- **What you need to do**
In the entries that follow, identify the line containing "Teacher note: indicate the worker" and return it together with all later lines, exactly as they appear.

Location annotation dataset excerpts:
* * * * * * *
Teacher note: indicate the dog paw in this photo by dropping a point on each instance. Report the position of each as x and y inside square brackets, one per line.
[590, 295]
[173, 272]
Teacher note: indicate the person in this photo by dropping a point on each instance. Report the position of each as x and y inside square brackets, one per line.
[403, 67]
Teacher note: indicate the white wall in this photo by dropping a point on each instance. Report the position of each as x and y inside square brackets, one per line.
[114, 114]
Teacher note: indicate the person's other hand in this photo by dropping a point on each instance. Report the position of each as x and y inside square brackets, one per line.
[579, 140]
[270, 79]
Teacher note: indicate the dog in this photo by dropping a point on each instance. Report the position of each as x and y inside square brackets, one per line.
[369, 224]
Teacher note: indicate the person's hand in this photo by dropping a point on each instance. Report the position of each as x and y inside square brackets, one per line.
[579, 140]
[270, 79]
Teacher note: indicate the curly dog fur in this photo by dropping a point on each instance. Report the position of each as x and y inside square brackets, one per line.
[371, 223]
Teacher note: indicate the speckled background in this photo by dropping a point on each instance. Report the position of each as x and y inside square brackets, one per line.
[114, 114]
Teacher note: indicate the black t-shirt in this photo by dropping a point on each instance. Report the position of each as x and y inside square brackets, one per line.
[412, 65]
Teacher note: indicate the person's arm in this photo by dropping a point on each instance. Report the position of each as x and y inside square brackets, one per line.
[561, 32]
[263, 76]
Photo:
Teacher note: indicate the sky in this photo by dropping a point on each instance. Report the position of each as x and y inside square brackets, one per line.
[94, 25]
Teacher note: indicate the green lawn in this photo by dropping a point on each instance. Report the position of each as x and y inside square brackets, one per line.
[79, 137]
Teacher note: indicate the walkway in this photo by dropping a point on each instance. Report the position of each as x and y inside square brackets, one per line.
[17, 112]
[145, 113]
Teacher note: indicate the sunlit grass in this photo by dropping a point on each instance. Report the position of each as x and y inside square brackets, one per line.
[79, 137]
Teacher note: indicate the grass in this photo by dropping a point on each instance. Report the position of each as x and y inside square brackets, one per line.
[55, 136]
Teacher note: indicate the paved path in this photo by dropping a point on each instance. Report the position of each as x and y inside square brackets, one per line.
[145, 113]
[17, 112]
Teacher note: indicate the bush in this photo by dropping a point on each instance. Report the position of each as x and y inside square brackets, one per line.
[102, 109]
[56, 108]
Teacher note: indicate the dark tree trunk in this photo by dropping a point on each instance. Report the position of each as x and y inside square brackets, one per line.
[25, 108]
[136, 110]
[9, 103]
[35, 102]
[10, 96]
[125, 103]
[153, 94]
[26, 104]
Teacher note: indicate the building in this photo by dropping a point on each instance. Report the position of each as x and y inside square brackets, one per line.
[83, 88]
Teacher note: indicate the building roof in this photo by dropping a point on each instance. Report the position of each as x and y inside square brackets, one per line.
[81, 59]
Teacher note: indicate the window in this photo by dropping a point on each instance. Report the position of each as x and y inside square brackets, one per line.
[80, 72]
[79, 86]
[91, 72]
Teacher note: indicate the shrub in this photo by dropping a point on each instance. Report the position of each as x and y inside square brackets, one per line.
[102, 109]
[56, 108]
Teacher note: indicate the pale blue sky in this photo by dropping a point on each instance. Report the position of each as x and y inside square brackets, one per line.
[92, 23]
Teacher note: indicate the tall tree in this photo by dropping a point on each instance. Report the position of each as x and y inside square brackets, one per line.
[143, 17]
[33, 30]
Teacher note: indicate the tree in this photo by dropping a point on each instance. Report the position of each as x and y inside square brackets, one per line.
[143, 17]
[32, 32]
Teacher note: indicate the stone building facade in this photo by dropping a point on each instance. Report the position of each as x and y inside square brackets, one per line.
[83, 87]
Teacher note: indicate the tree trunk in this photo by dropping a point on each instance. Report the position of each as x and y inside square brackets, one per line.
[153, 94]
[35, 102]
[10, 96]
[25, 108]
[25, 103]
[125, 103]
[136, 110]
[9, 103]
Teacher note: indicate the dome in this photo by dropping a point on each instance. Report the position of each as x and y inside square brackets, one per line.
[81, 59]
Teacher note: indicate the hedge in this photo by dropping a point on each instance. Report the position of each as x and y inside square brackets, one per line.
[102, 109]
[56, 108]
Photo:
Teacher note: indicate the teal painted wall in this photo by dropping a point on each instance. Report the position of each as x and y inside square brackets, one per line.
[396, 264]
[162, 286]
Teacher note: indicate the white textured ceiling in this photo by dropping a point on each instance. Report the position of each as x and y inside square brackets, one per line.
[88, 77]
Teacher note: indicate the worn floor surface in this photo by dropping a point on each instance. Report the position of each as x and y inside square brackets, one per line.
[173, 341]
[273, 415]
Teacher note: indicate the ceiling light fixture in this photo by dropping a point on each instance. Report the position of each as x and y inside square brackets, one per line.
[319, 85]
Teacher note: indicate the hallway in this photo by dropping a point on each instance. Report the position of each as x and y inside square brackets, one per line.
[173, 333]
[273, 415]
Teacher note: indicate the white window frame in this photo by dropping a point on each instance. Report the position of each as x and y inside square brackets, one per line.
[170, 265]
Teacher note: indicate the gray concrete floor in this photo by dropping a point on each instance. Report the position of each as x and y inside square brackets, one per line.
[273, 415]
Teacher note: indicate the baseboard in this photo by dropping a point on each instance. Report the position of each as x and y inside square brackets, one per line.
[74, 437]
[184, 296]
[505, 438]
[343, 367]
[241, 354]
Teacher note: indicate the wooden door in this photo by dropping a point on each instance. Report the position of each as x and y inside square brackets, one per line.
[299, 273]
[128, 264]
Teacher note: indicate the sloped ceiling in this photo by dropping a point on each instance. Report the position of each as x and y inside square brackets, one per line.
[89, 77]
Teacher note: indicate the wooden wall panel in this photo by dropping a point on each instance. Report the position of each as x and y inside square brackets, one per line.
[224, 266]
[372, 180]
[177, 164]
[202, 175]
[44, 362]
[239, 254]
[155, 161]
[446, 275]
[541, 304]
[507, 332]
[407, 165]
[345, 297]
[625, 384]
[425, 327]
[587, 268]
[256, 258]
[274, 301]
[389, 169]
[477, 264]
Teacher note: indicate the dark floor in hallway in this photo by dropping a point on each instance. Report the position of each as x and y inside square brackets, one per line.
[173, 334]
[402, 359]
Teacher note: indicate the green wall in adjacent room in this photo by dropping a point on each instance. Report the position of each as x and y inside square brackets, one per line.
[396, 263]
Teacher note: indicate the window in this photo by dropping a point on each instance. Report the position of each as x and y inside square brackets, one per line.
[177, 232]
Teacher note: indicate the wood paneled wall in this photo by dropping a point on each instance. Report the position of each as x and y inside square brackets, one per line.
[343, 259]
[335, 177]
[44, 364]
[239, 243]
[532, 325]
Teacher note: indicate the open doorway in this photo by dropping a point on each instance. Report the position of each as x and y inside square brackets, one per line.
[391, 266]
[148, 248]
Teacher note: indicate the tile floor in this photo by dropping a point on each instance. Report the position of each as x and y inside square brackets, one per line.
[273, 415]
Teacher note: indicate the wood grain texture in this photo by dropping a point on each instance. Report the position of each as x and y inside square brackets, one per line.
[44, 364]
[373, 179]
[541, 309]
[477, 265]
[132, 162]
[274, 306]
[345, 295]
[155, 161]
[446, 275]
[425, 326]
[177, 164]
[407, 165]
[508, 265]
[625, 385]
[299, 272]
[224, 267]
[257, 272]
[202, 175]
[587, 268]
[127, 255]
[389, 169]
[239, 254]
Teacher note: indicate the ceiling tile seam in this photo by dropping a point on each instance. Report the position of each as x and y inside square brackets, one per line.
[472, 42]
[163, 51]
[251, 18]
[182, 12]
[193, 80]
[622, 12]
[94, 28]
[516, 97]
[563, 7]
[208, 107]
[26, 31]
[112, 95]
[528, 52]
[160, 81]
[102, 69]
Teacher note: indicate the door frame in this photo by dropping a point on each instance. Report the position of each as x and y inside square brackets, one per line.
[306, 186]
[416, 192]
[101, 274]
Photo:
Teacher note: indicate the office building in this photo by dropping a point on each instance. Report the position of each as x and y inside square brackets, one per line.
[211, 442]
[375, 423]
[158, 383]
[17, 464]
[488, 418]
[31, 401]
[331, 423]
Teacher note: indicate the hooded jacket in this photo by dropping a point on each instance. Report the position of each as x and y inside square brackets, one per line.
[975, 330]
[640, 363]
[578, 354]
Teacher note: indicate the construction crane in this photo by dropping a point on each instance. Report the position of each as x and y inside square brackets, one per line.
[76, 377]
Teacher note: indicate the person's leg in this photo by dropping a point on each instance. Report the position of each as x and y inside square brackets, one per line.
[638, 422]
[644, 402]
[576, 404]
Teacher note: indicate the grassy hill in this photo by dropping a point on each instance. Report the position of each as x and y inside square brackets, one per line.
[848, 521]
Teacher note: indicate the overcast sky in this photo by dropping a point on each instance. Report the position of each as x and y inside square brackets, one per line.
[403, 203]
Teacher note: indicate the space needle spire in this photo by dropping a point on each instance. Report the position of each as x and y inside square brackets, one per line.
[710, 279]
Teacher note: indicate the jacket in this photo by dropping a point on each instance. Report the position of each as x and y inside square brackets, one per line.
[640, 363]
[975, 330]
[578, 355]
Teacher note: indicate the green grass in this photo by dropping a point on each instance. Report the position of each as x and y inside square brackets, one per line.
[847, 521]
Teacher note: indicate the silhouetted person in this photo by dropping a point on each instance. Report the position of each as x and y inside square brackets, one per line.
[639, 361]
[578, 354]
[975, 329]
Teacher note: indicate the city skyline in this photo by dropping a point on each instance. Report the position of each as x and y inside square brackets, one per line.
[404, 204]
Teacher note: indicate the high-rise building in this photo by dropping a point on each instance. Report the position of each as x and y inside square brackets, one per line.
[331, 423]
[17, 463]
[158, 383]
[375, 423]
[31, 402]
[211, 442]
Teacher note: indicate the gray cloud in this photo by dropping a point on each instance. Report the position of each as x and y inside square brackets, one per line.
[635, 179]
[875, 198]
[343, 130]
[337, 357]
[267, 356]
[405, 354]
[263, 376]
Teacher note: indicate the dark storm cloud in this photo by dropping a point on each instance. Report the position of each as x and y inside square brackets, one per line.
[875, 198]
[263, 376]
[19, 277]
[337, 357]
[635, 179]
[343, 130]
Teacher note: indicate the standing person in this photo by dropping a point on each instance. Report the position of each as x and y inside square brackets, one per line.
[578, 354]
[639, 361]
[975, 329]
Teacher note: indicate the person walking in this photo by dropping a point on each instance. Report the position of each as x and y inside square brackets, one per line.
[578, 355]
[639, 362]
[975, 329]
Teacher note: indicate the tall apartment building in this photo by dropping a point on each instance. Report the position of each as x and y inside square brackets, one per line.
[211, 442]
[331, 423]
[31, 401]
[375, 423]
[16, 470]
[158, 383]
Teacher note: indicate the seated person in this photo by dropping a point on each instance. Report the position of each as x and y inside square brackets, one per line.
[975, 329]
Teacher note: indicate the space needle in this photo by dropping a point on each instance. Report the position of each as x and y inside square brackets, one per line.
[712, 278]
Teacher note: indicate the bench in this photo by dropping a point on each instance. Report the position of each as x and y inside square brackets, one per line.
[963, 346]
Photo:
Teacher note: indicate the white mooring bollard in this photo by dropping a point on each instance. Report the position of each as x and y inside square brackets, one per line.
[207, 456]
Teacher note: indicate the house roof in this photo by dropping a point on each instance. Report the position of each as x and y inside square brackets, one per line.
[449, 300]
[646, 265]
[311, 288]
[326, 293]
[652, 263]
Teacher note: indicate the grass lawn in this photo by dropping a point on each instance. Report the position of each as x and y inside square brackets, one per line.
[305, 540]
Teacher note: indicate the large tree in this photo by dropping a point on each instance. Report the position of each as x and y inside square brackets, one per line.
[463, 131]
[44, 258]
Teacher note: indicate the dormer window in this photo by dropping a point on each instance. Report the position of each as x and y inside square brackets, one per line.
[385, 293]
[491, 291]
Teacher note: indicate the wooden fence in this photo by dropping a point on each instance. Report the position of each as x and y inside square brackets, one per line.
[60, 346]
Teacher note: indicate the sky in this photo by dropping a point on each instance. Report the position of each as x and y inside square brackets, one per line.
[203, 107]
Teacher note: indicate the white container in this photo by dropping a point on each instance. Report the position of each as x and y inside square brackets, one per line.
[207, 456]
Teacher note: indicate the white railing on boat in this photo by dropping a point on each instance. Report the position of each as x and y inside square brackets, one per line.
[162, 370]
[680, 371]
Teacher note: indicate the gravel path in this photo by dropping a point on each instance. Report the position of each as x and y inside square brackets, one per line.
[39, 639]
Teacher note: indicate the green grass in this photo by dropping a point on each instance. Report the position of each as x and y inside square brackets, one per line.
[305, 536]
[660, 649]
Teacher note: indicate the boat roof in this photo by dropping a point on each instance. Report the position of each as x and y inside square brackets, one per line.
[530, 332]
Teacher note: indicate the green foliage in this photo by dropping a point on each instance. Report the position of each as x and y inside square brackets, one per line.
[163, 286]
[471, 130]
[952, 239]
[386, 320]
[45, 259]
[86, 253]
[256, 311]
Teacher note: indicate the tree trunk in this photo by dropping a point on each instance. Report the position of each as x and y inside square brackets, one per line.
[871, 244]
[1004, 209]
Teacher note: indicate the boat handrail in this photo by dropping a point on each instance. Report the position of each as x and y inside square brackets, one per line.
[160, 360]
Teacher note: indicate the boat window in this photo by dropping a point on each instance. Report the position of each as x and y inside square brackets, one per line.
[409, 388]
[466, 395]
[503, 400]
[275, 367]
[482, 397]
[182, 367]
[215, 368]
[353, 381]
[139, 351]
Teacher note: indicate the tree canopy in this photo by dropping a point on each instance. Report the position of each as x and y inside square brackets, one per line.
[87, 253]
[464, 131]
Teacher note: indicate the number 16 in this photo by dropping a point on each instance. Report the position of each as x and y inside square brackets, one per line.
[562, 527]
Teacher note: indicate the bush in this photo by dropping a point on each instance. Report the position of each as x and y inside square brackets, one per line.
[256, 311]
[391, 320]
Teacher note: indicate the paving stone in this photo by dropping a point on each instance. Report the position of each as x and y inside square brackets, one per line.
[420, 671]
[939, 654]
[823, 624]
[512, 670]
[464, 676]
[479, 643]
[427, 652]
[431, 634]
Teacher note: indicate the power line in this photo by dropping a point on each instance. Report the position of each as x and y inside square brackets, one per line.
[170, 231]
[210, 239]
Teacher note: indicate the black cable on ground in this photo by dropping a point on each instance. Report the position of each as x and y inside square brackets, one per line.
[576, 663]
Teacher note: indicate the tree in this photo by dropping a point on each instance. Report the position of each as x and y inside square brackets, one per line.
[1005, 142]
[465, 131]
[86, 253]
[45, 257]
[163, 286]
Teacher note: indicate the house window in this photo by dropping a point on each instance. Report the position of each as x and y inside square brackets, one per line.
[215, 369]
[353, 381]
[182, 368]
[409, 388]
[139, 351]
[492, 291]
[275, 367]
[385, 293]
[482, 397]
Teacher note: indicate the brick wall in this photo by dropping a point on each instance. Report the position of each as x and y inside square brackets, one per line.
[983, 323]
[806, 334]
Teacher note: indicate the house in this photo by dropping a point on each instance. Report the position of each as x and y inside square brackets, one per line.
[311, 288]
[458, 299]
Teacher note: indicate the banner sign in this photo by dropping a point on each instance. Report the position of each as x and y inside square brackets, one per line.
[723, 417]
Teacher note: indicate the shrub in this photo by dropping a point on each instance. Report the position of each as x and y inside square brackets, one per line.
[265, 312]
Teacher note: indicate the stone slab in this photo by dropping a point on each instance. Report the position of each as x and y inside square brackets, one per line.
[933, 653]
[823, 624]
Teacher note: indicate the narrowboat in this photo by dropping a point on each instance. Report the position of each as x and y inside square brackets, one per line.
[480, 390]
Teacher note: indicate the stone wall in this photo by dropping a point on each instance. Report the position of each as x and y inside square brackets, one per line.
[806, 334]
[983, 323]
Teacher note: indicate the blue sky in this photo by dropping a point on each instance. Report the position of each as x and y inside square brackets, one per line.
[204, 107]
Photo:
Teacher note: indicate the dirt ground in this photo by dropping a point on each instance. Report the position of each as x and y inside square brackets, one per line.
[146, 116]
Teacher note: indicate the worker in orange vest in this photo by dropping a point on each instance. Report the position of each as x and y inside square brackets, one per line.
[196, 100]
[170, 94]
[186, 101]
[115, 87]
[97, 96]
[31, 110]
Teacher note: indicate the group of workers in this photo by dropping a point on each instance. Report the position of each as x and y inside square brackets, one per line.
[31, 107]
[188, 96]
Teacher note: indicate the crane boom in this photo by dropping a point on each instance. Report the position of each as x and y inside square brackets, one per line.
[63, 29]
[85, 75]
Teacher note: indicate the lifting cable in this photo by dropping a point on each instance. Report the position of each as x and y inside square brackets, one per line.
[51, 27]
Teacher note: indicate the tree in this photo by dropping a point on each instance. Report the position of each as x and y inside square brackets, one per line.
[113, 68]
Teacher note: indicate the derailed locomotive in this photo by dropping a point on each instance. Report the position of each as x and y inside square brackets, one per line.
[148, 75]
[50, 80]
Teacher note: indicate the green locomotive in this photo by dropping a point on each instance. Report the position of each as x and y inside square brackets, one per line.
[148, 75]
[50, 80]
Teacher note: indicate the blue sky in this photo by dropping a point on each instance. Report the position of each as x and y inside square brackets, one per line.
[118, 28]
* * * * * * *
- **Answer below**
Teacher note: indicate the worker in orange vest in this photo by dropping a point on each instance. Report the position of each as x and y inside square brackets, one per line.
[196, 100]
[170, 94]
[186, 101]
[115, 87]
[97, 96]
[31, 110]
Teacher note: indicate the group of workers in this photo by dropping a point on each instance. Report the position of each as x and y inside square brackets, one per line.
[31, 107]
[188, 96]
Teacher note: indicate the crane boom in this photo by dropping a point on each instance. Report the position of each as x and y inside square brackets, one per line.
[63, 29]
[85, 75]
Teacher note: indicate the lifting cable in this photo by dropping a point on each instance. Report the position of each as x and y inside square brackets, one per line.
[51, 27]
Teacher note: indicate the tree in this photo by dropping a point on each instance. Report the position of each as x and y inside square brackets, one per line.
[113, 68]
Teacher note: indicate the derailed locomotive in this photo by dropping a point on each instance. Report the position of each as x and y inside square brackets, one per line.
[148, 75]
[50, 80]
Teacher note: indicate the green locomotive in this photo by dropping a point on each instance. Report the position of each as x and y inside square brackets, one per line.
[148, 75]
[50, 80]
Teacher note: indicate the blue sky in this photo by dropping a point on each instance. Report the position of each as x and y inside square brackets, one per line.
[118, 28]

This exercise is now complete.